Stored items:
• • • •
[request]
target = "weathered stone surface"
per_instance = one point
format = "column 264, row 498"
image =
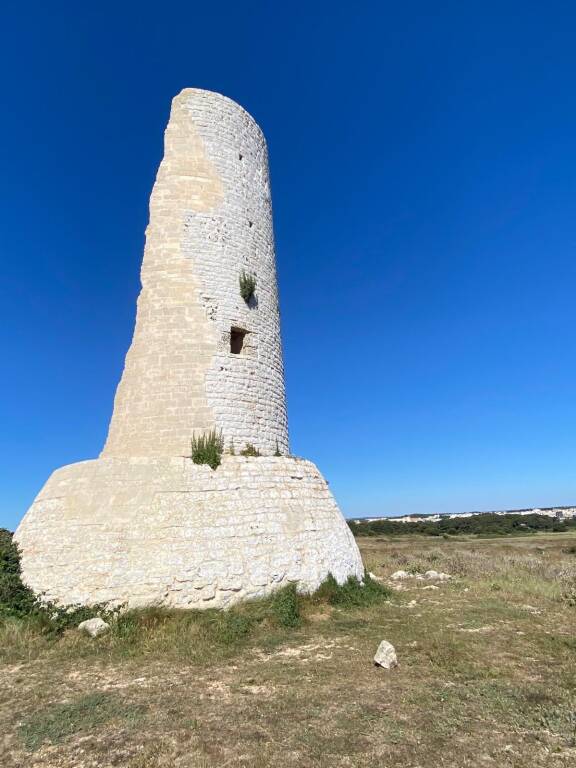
• • • •
» Task directions: Rewrite the records above, putting "a single point" wherever "one point" appears and keeping everything else the same. Omit the pictures from your answer.

» The result:
[request]
target = "weathered stone surface"
per_instance = a single point
format = "column 264, row 498"
image =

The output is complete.